_Jobs_
1 > Transcribe the Pandas minimum-value thread from "minval_col = data_num.min().idxmin()" to "which is inefficient.".
2 > Extend the Pandas minimum-value thread, picking up after its final line.

I can get the minimum value, along with its row and column, on a small dataset using the usual Pandas vectorized operations:

import pandas as pd

data = pd.DataFrame([
  ['A', 'asdf', 1, 2, 3],
  ['B', 'zxcv', 4, 5, 6],
  ['C', 'qwer', 2, 5, 3],
  ['D', 'hjkl', 3, 9, 4],
], columns=['entity', 'code', '2007', '2008', '2009']).set_index('entity')

data_num = data.drop(columns=['code'])

minval = data_num.min().min()
minval_row = data_num.min(axis='columns').idxmin()
minval_col = data_num.min().idxmin()

print(minval, minval_row, minval_col)
# 1 A 2007

However, this requires 3 separate scans over the data, which is inefficient.

It's algorithmically possible to get all 3 of these values in a single pass over the data. Is this possible using the Pandas or Numpy APIs?

Note that I also want to avoid copying the data. I think if you have data of all the same dtype, .to_numpy() won't make a copy, but I'm not 100% sure.

CodePudding user response：

I think you can stack:

s = data_num.stack()
minval = s.idxmin()

print ([s[minval], *minval])

[Extracts from a box-labeled dataset]
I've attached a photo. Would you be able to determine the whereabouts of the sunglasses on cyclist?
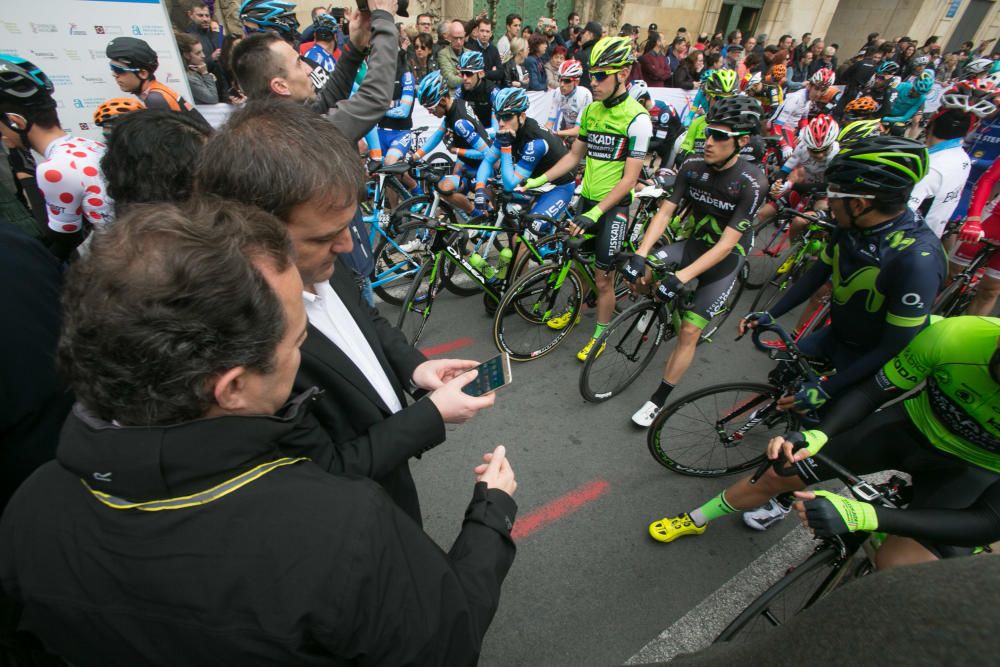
[705,127,746,141]
[111,63,139,74]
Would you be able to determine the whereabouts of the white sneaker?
[632,401,660,428]
[743,498,792,530]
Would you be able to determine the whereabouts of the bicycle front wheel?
[580,300,674,403]
[646,382,796,477]
[493,264,583,361]
[715,544,849,643]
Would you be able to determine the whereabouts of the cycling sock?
[649,380,674,408]
[688,491,736,528]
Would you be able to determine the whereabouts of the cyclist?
[104,37,205,122]
[771,68,836,160]
[524,37,653,361]
[628,79,684,167]
[757,114,840,237]
[545,60,594,142]
[476,88,576,230]
[622,96,767,428]
[910,98,974,238]
[415,71,490,213]
[882,72,934,136]
[305,13,340,73]
[0,55,113,259]
[674,69,737,167]
[664,137,945,542]
[94,97,146,140]
[458,50,497,129]
[650,317,1000,568]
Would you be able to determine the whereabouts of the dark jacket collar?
[56,388,323,502]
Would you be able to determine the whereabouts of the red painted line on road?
[420,337,473,357]
[510,479,611,540]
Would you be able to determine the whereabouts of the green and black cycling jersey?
[770,208,947,396]
[670,157,767,255]
[579,94,653,203]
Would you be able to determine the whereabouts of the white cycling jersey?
[909,139,972,238]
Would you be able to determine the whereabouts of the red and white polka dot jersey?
[36,135,113,234]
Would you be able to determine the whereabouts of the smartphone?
[462,354,511,396]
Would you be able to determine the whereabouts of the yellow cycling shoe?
[545,308,580,331]
[576,338,608,361]
[649,512,708,542]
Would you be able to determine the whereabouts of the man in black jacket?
[195,99,494,523]
[0,200,516,666]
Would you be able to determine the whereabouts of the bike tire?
[646,382,798,477]
[715,544,850,643]
[580,299,674,403]
[396,259,441,345]
[493,264,583,361]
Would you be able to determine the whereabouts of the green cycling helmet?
[590,37,635,71]
[702,69,736,97]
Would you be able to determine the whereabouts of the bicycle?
[715,453,912,642]
[750,207,837,312]
[931,238,1000,317]
[579,249,746,403]
[397,189,561,345]
[646,322,823,477]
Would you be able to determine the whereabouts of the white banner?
[0,0,191,139]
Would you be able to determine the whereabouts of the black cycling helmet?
[104,37,160,73]
[0,55,56,111]
[826,136,930,195]
[708,95,764,134]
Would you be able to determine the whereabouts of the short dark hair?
[195,97,364,222]
[101,109,212,214]
[230,32,288,100]
[58,198,293,426]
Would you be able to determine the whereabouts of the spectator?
[174,32,219,104]
[524,33,549,91]
[0,196,516,665]
[639,33,673,88]
[559,12,580,45]
[575,21,604,90]
[104,37,205,122]
[503,37,529,89]
[670,49,705,90]
[409,32,437,82]
[438,19,465,88]
[465,16,503,82]
[101,109,212,217]
[545,46,566,90]
[497,14,521,62]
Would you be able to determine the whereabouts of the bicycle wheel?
[396,258,441,345]
[698,262,749,345]
[580,299,674,403]
[646,382,796,477]
[715,544,849,642]
[493,264,583,361]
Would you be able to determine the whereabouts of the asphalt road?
[382,284,801,666]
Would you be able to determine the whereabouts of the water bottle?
[469,252,496,282]
[496,248,514,280]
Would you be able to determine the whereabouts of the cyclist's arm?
[823,249,944,396]
[385,72,417,118]
[875,481,1000,547]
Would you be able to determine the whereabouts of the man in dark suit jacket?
[195,99,494,523]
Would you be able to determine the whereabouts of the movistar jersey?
[876,316,1000,472]
[820,209,945,346]
[580,95,653,201]
[670,156,767,255]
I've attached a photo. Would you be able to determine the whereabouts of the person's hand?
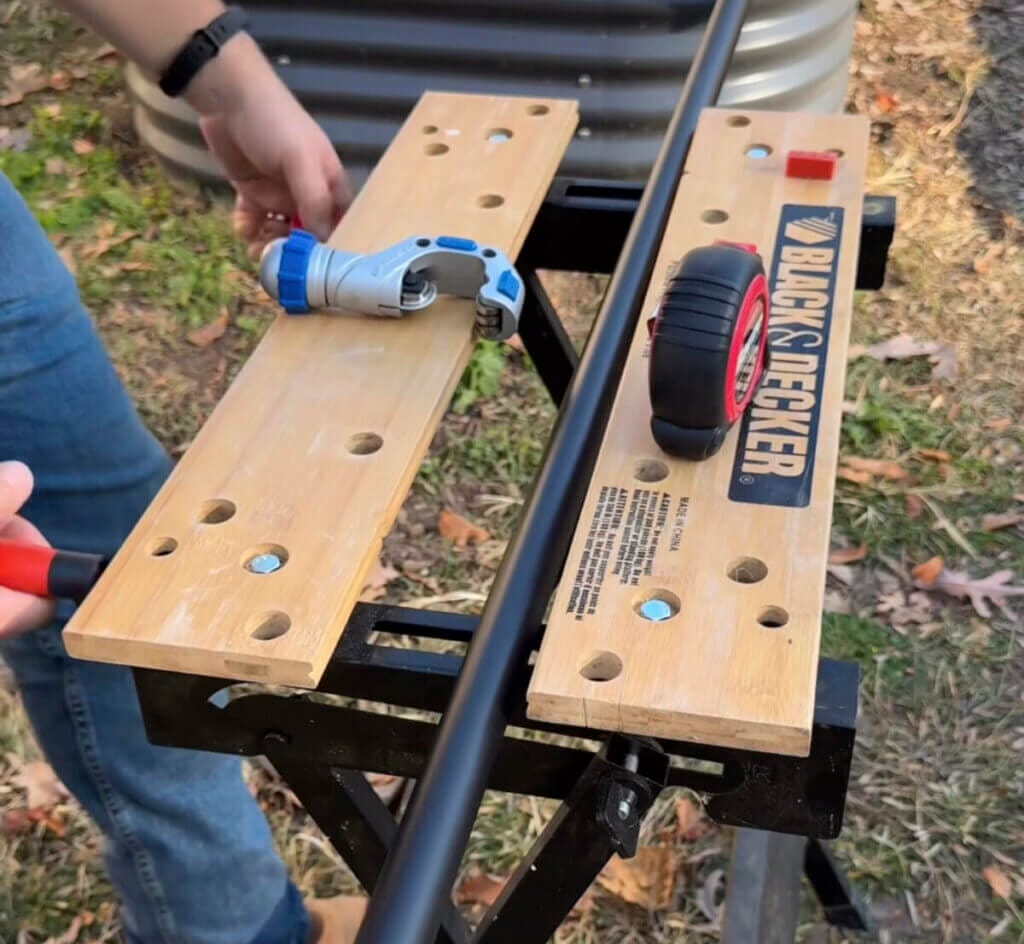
[188,36,351,258]
[0,462,53,639]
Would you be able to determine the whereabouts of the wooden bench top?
[65,93,578,687]
[528,110,868,756]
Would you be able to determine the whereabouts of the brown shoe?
[306,895,367,944]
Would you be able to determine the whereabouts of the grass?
[0,0,1024,944]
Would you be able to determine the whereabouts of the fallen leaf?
[874,91,899,112]
[981,511,1024,531]
[82,229,138,259]
[828,544,867,564]
[437,508,490,548]
[597,846,679,911]
[910,556,945,590]
[0,126,32,153]
[836,468,871,485]
[0,62,49,109]
[850,334,957,380]
[915,561,1024,619]
[676,797,711,843]
[188,308,228,347]
[0,810,35,838]
[11,761,71,810]
[843,456,907,482]
[359,560,401,602]
[981,865,1013,900]
[903,494,925,518]
[456,872,508,908]
[918,449,953,462]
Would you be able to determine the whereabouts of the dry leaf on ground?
[597,846,679,910]
[0,62,50,109]
[981,511,1024,531]
[913,558,1024,619]
[850,334,957,380]
[918,449,953,462]
[188,308,229,347]
[981,865,1013,899]
[0,125,32,152]
[910,557,945,590]
[11,761,71,810]
[455,872,508,908]
[437,508,490,548]
[840,456,908,482]
[828,544,867,564]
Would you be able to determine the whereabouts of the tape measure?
[648,243,769,460]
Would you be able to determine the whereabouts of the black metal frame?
[128,0,893,944]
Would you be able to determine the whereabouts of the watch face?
[733,298,765,404]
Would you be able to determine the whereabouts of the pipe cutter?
[260,229,525,341]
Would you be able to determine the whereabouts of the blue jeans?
[0,175,309,944]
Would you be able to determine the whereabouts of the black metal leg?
[722,829,807,944]
[519,269,580,405]
[473,738,669,944]
[804,839,871,931]
[266,735,470,944]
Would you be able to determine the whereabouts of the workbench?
[65,0,894,944]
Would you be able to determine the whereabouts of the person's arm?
[0,462,53,639]
[57,0,351,254]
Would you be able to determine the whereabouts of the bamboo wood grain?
[528,110,868,756]
[65,93,578,687]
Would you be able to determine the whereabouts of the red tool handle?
[0,542,106,602]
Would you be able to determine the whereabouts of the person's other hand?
[0,462,54,639]
[188,35,351,258]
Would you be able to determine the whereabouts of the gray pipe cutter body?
[260,229,525,341]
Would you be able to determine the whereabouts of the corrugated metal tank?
[128,0,857,183]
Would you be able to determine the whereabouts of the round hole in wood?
[633,588,682,623]
[199,499,238,524]
[633,459,669,482]
[249,610,292,642]
[580,652,623,682]
[346,433,384,456]
[725,557,768,584]
[242,544,288,574]
[758,606,790,630]
[150,538,178,557]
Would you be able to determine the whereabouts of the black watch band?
[160,6,249,98]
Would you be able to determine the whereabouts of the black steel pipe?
[356,0,748,944]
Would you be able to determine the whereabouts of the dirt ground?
[0,0,1024,944]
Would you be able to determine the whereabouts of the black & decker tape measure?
[648,243,769,460]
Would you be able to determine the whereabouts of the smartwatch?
[160,6,249,98]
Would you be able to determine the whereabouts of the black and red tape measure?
[648,243,768,460]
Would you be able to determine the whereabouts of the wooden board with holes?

_Final answers_
1 >
minval_col = data_num.min().idxmin()

print(minval, minval_row, minval_col)
# 1 A 2007

However, this requires 3 separate scans over the data, which is inefficient.

2 >
[1, 'A', '2007']

CodePudding user response：

If performance is an issue, numpy is much faster (~10× on 1M values).

You can get the min from the flatten underlying array using numpy.argmin (single pass), and send back-calculate the position using simple math (fast operation):

import numpy as np
idx = np.argmin(data_num.values)
col = data_num.columns[idx%len(data_num.columns)]
row = data_num.index[idx//len(data_num.columns)]
col, row

output:

('2007', 'A')

Timing on a 1M values dataframe (1000×1000):

# numpy solution above
943 µs ± 5.13 µs per loop (mean ± std. dev. of 7 runs, 1000 loops each)

# pandas df.stack().idxmin()
10.7 ms ± 844 µs per loop (mean ± std. dev. of 7 runs, 100 loops each)